▶ [REQUIREMENT]: The answer is one number. Say how many lines in the entries below include the word "girl".

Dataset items
################

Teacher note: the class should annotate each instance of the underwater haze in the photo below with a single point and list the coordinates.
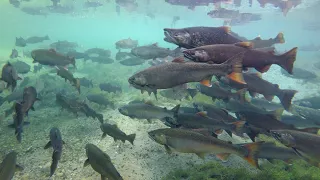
(159, 89)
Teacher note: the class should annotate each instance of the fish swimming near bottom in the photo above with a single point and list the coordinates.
(306, 145)
(56, 143)
(62, 72)
(175, 73)
(101, 163)
(9, 166)
(148, 111)
(187, 141)
(113, 131)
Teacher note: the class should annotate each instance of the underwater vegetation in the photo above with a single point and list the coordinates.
(278, 170)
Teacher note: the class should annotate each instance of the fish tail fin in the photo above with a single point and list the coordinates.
(287, 60)
(285, 97)
(312, 130)
(236, 64)
(175, 110)
(280, 38)
(131, 138)
(252, 149)
(192, 92)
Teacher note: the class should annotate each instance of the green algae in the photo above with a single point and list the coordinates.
(277, 170)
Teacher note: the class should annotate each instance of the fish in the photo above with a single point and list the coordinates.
(16, 95)
(20, 42)
(311, 102)
(259, 60)
(123, 55)
(108, 87)
(175, 73)
(298, 121)
(86, 82)
(18, 120)
(307, 113)
(255, 84)
(192, 37)
(306, 145)
(270, 151)
(269, 122)
(9, 166)
(21, 67)
(56, 143)
(179, 92)
(133, 61)
(51, 57)
(153, 51)
(299, 73)
(126, 44)
(188, 141)
(100, 99)
(215, 112)
(10, 76)
(101, 163)
(28, 99)
(148, 111)
(113, 131)
(201, 120)
(96, 52)
(260, 43)
(37, 39)
(67, 75)
(217, 92)
(14, 54)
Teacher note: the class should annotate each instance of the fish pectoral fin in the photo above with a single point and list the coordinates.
(201, 155)
(48, 145)
(19, 168)
(86, 163)
(169, 151)
(223, 156)
(103, 135)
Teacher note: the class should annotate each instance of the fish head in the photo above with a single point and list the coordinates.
(284, 137)
(177, 36)
(198, 55)
(158, 137)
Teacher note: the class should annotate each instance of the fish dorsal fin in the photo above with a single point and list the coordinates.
(226, 29)
(202, 113)
(179, 60)
(149, 103)
(245, 44)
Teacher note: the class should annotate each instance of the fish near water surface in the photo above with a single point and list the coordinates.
(257, 59)
(192, 37)
(187, 141)
(174, 73)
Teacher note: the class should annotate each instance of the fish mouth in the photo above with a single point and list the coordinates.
(168, 37)
(189, 55)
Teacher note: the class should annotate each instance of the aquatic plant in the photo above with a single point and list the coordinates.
(278, 170)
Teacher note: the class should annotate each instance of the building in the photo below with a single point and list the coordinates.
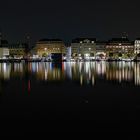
(120, 47)
(18, 50)
(47, 47)
(83, 48)
(137, 46)
(4, 51)
(100, 49)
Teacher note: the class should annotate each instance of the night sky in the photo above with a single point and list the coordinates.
(67, 19)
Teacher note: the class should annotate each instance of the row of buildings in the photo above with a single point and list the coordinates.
(79, 48)
(89, 48)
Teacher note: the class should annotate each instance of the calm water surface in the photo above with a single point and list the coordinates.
(99, 96)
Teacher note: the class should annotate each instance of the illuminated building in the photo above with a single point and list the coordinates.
(47, 47)
(17, 50)
(100, 49)
(120, 47)
(83, 48)
(4, 51)
(137, 46)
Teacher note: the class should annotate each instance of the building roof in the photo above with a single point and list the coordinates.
(122, 39)
(4, 42)
(46, 39)
(77, 40)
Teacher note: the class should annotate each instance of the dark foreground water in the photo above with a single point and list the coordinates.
(91, 96)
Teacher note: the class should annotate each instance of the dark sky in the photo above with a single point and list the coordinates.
(67, 19)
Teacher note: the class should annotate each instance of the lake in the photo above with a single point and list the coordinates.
(69, 96)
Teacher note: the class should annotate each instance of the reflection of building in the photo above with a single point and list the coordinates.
(17, 50)
(137, 46)
(84, 48)
(118, 47)
(46, 47)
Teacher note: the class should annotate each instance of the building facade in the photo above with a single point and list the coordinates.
(100, 49)
(18, 50)
(83, 48)
(137, 46)
(120, 47)
(47, 47)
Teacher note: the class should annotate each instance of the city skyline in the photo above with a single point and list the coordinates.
(69, 19)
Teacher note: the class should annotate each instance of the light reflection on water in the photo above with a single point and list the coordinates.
(85, 73)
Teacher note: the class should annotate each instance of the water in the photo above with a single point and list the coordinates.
(99, 96)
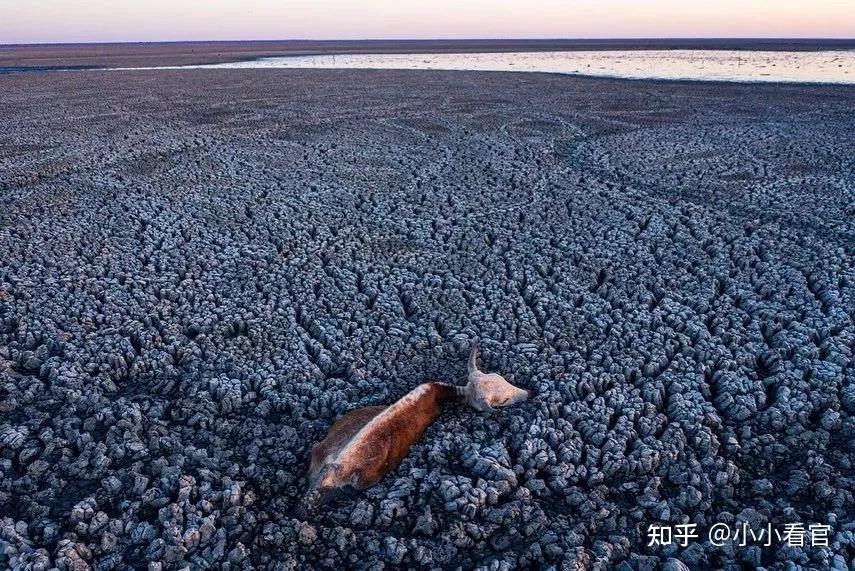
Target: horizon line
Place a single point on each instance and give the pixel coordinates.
(441, 39)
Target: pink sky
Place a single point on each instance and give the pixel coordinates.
(152, 20)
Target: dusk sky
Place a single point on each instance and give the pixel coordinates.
(153, 20)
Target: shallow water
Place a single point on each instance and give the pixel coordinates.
(704, 65)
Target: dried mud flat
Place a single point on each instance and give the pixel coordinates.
(202, 270)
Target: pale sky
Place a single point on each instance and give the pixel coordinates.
(30, 21)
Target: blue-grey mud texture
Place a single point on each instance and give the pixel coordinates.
(201, 270)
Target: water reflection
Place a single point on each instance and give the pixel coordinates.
(708, 65)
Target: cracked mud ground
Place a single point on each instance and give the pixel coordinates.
(202, 270)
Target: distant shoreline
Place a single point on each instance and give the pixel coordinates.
(46, 57)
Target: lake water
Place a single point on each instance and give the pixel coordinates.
(704, 65)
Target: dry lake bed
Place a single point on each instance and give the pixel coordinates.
(200, 270)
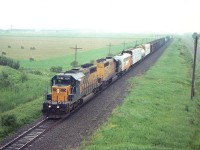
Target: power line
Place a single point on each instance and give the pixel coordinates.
(195, 36)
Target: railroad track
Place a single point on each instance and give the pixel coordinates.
(29, 136)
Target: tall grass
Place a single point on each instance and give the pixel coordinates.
(20, 88)
(158, 113)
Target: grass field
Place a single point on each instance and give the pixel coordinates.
(158, 113)
(58, 44)
(22, 90)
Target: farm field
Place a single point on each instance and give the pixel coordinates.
(22, 91)
(158, 113)
(53, 49)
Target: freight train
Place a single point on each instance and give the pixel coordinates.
(70, 89)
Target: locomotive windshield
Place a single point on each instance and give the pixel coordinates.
(62, 82)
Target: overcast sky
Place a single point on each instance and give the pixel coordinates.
(102, 15)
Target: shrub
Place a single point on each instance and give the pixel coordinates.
(4, 80)
(36, 72)
(74, 63)
(8, 120)
(24, 77)
(56, 69)
(4, 61)
(31, 59)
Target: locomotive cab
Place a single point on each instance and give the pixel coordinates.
(65, 90)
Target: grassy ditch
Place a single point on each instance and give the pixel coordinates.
(158, 113)
(20, 98)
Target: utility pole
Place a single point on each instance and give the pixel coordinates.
(75, 48)
(109, 48)
(195, 36)
(124, 44)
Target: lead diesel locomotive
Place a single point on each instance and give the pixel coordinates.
(69, 89)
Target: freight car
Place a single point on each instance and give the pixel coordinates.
(71, 88)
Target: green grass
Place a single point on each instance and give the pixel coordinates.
(21, 96)
(25, 113)
(22, 90)
(158, 113)
(17, 91)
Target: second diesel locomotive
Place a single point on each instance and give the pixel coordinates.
(69, 89)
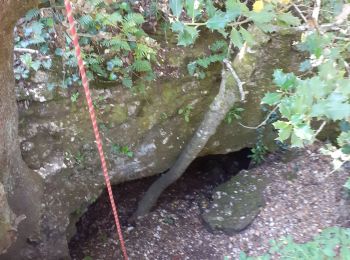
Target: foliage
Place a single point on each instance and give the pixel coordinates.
(74, 97)
(259, 150)
(322, 96)
(115, 47)
(331, 243)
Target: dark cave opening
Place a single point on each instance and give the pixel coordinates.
(195, 186)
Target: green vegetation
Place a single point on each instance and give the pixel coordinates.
(116, 48)
(331, 243)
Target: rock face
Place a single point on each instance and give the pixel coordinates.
(236, 203)
(57, 143)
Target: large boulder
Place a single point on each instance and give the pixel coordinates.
(236, 203)
(57, 143)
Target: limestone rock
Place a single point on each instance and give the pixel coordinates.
(236, 203)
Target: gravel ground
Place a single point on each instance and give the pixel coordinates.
(302, 200)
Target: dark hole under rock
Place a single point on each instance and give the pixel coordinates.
(199, 180)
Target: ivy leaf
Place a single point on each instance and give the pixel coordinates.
(288, 19)
(236, 38)
(271, 98)
(176, 7)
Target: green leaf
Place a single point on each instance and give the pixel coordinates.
(210, 8)
(177, 27)
(271, 98)
(127, 82)
(247, 36)
(235, 6)
(193, 8)
(267, 15)
(347, 184)
(289, 19)
(346, 149)
(188, 36)
(191, 67)
(176, 7)
(236, 38)
(296, 141)
(218, 21)
(304, 132)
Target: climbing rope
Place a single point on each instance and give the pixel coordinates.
(85, 83)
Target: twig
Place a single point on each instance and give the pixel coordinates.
(262, 123)
(235, 76)
(300, 12)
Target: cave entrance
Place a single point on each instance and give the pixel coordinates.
(95, 237)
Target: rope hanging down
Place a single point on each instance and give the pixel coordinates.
(85, 83)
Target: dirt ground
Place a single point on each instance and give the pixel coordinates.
(302, 200)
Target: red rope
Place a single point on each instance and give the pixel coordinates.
(85, 82)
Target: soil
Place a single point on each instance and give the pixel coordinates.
(302, 200)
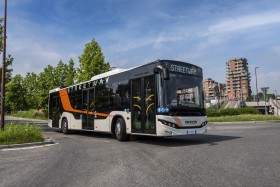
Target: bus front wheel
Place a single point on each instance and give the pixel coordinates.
(120, 130)
(64, 126)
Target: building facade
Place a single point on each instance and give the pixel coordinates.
(238, 79)
(213, 88)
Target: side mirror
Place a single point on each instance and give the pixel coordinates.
(165, 73)
(163, 70)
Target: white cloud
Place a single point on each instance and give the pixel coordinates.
(244, 22)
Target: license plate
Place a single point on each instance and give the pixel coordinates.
(191, 132)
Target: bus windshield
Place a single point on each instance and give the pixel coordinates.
(182, 92)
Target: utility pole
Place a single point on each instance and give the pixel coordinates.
(276, 101)
(3, 68)
(257, 87)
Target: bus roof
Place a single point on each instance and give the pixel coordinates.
(108, 73)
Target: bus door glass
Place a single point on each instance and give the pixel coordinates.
(88, 107)
(143, 105)
(54, 109)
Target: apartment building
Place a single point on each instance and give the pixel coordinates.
(213, 88)
(238, 79)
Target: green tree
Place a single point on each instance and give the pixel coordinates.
(15, 94)
(70, 76)
(46, 82)
(91, 62)
(8, 70)
(32, 96)
(1, 34)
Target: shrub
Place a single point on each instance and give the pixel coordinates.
(212, 113)
(231, 112)
(20, 133)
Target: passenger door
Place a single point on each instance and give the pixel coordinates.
(143, 105)
(88, 106)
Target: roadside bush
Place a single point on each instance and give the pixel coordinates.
(231, 112)
(20, 133)
(212, 113)
(248, 110)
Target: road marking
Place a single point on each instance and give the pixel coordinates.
(29, 147)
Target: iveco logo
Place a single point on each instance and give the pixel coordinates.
(190, 122)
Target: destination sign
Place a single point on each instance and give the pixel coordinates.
(184, 68)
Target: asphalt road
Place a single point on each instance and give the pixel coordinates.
(228, 155)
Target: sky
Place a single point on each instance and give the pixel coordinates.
(130, 33)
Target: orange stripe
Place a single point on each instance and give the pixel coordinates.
(178, 121)
(67, 105)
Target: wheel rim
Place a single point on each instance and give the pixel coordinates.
(118, 129)
(64, 126)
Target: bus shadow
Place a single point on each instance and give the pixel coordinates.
(176, 141)
(187, 140)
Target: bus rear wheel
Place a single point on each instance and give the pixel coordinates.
(120, 130)
(64, 126)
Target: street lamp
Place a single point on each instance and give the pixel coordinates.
(3, 68)
(264, 90)
(257, 87)
(276, 101)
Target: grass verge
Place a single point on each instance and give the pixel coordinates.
(32, 114)
(243, 117)
(20, 133)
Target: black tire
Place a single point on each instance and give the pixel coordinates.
(64, 126)
(120, 130)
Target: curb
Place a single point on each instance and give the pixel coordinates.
(238, 122)
(46, 141)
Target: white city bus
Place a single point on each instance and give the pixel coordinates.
(161, 98)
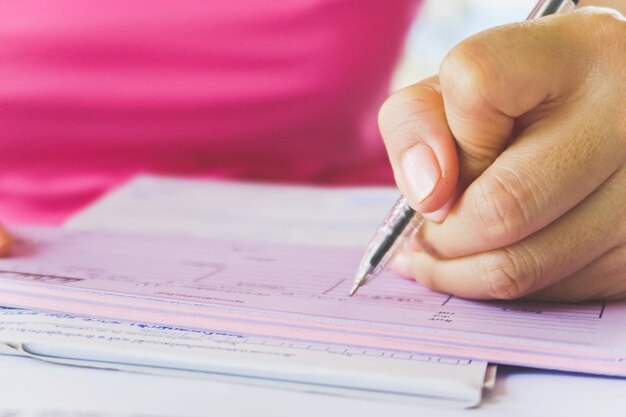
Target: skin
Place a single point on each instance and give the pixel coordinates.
(527, 126)
(524, 129)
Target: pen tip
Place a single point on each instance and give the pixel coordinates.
(353, 290)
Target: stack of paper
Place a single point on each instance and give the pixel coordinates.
(160, 206)
(297, 293)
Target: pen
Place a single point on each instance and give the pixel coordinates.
(402, 223)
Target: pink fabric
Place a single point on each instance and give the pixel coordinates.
(94, 92)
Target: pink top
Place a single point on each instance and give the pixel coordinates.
(94, 92)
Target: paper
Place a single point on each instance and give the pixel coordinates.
(171, 350)
(298, 293)
(345, 216)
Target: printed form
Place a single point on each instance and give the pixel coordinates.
(184, 206)
(297, 292)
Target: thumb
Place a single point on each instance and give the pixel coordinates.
(420, 145)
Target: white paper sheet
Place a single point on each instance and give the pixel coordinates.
(297, 293)
(171, 350)
(342, 216)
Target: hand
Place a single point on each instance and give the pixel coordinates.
(5, 242)
(517, 154)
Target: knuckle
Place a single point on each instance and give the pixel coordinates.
(605, 27)
(502, 207)
(469, 71)
(509, 275)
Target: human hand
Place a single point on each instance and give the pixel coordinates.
(518, 152)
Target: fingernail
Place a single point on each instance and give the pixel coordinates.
(441, 214)
(421, 172)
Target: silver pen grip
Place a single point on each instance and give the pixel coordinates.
(400, 225)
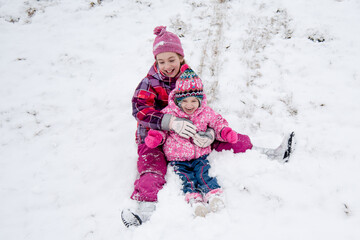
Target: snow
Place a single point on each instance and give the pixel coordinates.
(68, 157)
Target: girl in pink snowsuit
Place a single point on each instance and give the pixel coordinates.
(188, 101)
(150, 97)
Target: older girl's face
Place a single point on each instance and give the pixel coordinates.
(169, 63)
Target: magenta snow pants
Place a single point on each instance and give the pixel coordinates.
(152, 167)
(241, 145)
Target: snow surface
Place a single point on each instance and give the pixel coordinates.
(68, 70)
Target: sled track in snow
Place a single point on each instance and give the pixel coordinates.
(212, 48)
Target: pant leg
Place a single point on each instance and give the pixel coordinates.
(205, 182)
(243, 143)
(152, 167)
(185, 171)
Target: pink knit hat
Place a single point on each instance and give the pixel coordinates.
(166, 42)
(188, 85)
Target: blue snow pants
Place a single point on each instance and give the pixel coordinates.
(195, 175)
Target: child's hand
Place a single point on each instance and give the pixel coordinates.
(153, 139)
(204, 139)
(229, 135)
(184, 127)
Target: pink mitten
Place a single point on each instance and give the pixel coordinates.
(229, 135)
(153, 139)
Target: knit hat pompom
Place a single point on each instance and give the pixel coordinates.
(166, 42)
(160, 30)
(188, 85)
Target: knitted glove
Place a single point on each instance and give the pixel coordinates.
(153, 139)
(184, 127)
(229, 135)
(204, 139)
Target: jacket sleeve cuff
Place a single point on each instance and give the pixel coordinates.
(165, 122)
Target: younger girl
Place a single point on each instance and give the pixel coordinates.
(188, 101)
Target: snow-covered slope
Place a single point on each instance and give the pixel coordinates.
(68, 70)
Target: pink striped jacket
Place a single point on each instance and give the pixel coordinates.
(177, 148)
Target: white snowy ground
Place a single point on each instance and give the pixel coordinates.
(68, 70)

################

▶ [TASK RESPONSE]: 3